Extract to read.
□ □ □

[Math] Magic square but with multiplication

Question

A 3×3 square is filled out with 9 positive integers such that the product of each row, column, and diagonals are equal. The sum of all 4 corners is less that 10. Find all possible configurations
In this case, a square cannot be rotated to make another one. You can repeat numbers too.
I thought of this as a systematic question, carefully writing down all possibilities, but that took way too long. Is there a faster way?

Answer 1

Every magic multiplication 3x3 square is of the form: $$\begin{bmatrix} \frac{a}{b} & abc & \frac{a}{c} \\ \frac{ab}{c} & a & \frac{ac}{b} \\ ac & \frac{a}{bc} & ab \end{bmatrix}$$ with the magic product $a^3$

If we assume all entries are integers, the square is rewritten as $$\begin{bmatrix} ac & ab^2c^2 & ab \\ ab^2 & abc & ac^2 \\ abc^2 & a & ab^2c \end{bmatrix}$$ with the magic product $a^3b^3c^3$

The sum of the corners is then $ac+ab+abc^2+ab^2c=a(1+bc)(b+c)<10$. Since $a,b,c$ must be positive integers, it follows that $1\leq a,b,c \leq 2$.

The only valid solutions are $(a,b,c)=(1,1,1),(2,1,1),(1,2,1),(1,1,2)$ corresponding to the squares: $$\begin{bmatrix} 1 & 1 & 1 \\ 1 & 1 & 1 \\ 1 & 1 & 1 \end{bmatrix}, \begin{bmatrix} 2 & 2 & 2 \\ 2 & 2 & 2 \\ 2 & 2 & 2 \end{bmatrix}, \begin{bmatrix} 1 & 4 & 2 \\ 4 & 2 & 1 \\ 2 & 1 & 4 \end{bmatrix}, \begin{bmatrix} 2 & 1 & 4 \\ 4 & 2 & 1 \\ 1 & 4 & 2 \end{bmatrix}$$ The last two squares actually just the same square rotated. So there are 3 possible such squares. Definitely not too many to count. $$\begin{bmatrix} 1 & 1 & 1 \\ 1 & 1 & 1 \\ 1 & 1 & 1 \end{bmatrix}, \begin{bmatrix} 2 & 2 & 2 \\ 2 & 2 & 2 \\ 2 & 2 & 2 \end{bmatrix}, \begin{bmatrix} 1 & 4 & 2 \\ 4 & 2 & 1 \\ 2 & 1 & 4 \end{bmatrix}$$

□ □ □

Goal a.
Return, unchanged, the portion of the records that opens with the line containing "of the bending" and runs through the end of the records.
The text and the records are unrelated to each other.

Data in this exercise.
□ □ □

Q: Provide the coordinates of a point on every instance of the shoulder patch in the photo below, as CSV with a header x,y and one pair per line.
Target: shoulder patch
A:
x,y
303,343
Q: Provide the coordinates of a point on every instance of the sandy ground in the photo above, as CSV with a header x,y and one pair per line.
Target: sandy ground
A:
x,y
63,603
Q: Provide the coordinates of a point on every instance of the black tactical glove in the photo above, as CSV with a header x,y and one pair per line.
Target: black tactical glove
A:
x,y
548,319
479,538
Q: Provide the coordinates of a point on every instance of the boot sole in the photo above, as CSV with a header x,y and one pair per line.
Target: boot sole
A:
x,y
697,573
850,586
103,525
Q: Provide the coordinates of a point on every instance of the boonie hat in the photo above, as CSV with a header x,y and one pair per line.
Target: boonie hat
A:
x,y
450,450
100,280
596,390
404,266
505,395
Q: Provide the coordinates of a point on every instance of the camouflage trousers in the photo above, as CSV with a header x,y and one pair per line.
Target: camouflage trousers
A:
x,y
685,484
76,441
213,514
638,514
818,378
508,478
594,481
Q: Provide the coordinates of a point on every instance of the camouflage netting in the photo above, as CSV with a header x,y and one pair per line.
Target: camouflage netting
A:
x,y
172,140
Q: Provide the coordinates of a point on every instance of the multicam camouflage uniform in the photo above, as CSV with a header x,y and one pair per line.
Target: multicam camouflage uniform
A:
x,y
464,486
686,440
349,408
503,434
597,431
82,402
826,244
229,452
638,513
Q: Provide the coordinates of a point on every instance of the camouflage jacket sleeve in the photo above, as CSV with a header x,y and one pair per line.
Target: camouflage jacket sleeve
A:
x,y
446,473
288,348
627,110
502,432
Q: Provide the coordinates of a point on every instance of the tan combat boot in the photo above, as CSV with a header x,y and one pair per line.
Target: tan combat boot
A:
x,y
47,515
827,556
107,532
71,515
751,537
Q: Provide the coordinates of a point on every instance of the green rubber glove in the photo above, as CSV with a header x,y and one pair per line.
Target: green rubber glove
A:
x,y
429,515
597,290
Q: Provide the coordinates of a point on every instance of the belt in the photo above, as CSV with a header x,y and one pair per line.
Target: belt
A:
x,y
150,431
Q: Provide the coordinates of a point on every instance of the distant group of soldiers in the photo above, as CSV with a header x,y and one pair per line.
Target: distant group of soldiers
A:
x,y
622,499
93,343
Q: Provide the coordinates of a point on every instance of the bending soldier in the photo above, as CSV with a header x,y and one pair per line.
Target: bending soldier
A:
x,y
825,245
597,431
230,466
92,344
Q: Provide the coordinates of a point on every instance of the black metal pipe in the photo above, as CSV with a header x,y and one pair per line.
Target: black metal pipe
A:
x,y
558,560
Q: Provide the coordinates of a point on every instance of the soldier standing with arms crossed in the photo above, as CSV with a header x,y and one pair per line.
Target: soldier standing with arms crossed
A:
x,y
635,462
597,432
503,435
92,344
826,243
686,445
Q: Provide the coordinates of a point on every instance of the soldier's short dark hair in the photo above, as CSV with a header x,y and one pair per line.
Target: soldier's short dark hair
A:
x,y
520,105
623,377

□ □ □

Goal b.
According to the thread on multiplicative magic squares, how many possible squares does the answer conclude there are?

Response a.
Q: Provide the coordinates of a point on every instance of the bending soldier in the photo above, as CSV with a header x,y and one pair per line.
Target: bending soldier
A:
x,y
825,245
597,431
230,466
92,344
Q: Provide the coordinates of a point on every instance of the black metal pipe in the photo above, as CSV with a header x,y and one pair per line.
Target: black metal pipe
A:
x,y
558,560
Q: Provide the coordinates of a point on every instance of the soldier standing with arms crossed in the photo above, as CSV with a header x,y and one pair per line.
Target: soldier standing with arms crossed
A:
x,y
635,462
597,432
503,435
92,344
826,243
686,445
Q: Provide the coordinates of a point on every instance of the soldier's short dark hair in the photo above, as CSV with a header x,y and one pair per line.
Target: soldier's short dark hair
A:
x,y
520,105
623,377

Response b.
There are 3 possible such squares.